=== YOUR OBJECTIVE ===
All entries below are to be duplicated verbatim.

(Stored items)
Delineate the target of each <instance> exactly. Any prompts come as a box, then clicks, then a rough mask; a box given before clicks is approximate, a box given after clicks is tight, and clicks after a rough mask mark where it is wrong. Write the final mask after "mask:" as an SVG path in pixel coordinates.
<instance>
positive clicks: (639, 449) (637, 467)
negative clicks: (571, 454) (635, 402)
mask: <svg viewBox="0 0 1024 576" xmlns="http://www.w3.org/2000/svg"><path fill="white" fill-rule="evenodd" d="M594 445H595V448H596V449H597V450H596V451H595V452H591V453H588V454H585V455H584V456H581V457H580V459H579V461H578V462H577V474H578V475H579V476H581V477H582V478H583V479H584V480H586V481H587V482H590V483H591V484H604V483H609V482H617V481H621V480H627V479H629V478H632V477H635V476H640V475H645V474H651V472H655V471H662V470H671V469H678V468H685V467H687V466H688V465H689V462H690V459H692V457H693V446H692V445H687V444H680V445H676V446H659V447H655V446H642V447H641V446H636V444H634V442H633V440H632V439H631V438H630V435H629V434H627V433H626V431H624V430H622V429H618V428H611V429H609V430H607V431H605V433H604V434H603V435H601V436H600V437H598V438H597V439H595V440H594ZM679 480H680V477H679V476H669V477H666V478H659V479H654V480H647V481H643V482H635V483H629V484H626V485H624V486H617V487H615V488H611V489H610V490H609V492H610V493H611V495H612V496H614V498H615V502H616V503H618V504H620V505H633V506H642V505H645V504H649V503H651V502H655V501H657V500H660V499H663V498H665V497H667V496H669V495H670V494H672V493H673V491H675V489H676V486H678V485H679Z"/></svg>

=== EXPECTED OUTPUT ===
Delineate the target of each <instance> exactly. Any prompts come as a box, then clicks, then a rough mask; a box given before clicks is approximate, a box given after clicks is tight, and clicks after a rough mask mark where it is wrong. Write the final mask after "mask:" as an SVG path in pixel coordinates.
<instance>
positive clicks: (639, 449) (637, 467)
negative clicks: (571, 454) (635, 402)
mask: <svg viewBox="0 0 1024 576" xmlns="http://www.w3.org/2000/svg"><path fill="white" fill-rule="evenodd" d="M594 445H595V448H596V449H597V450H596V451H595V452H591V453H588V454H585V455H584V456H581V457H580V459H579V461H578V462H577V474H578V475H579V476H581V477H582V478H583V479H584V480H586V481H587V482H590V483H591V484H604V483H609V482H617V481H621V480H627V479H629V478H632V477H635V476H640V475H645V474H651V472H655V471H662V470H671V469H678V468H685V467H687V466H688V465H689V462H690V459H692V457H693V446H692V445H687V444H680V445H676V446H659V447H655V446H642V447H641V446H636V444H634V442H633V440H632V439H631V438H630V435H629V434H627V433H626V431H624V430H622V429H618V428H611V429H609V430H607V431H605V433H604V434H603V435H601V436H600V437H598V438H597V439H595V440H594ZM679 480H680V477H679V476H669V477H666V478H659V479H654V480H647V481H643V482H635V483H629V484H626V485H624V486H617V487H615V488H611V489H610V490H609V492H610V493H611V495H612V496H614V498H615V502H616V503H618V504H620V505H633V506H642V505H645V504H649V503H651V502H655V501H657V500H660V499H663V498H665V497H667V496H669V495H670V494H672V493H673V491H675V489H676V486H678V485H679Z"/></svg>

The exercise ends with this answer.